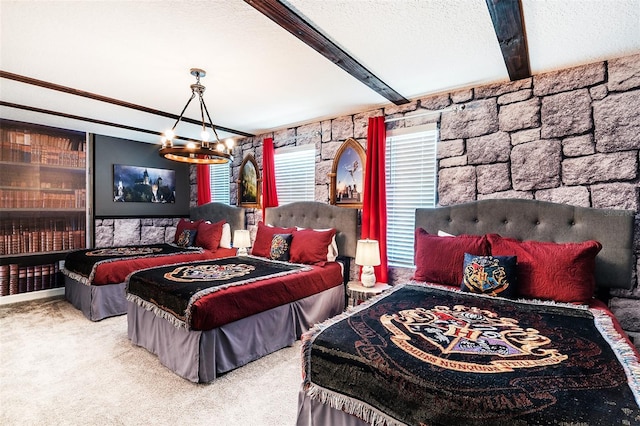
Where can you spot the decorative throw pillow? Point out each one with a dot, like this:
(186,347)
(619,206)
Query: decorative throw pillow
(187,238)
(264,235)
(492,275)
(209,235)
(185,224)
(440,259)
(311,246)
(280,247)
(564,272)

======

§ **ACTIVITY**: No images belong in the copy. Transcribe every record exactly.

§ **RESPONSE AREA**:
Where can you spot the decorative throw pillow? Point out each one with a dot, like this:
(186,347)
(619,206)
Query: decorative throw pillow
(187,238)
(264,235)
(492,275)
(209,235)
(185,224)
(440,259)
(311,246)
(280,247)
(564,272)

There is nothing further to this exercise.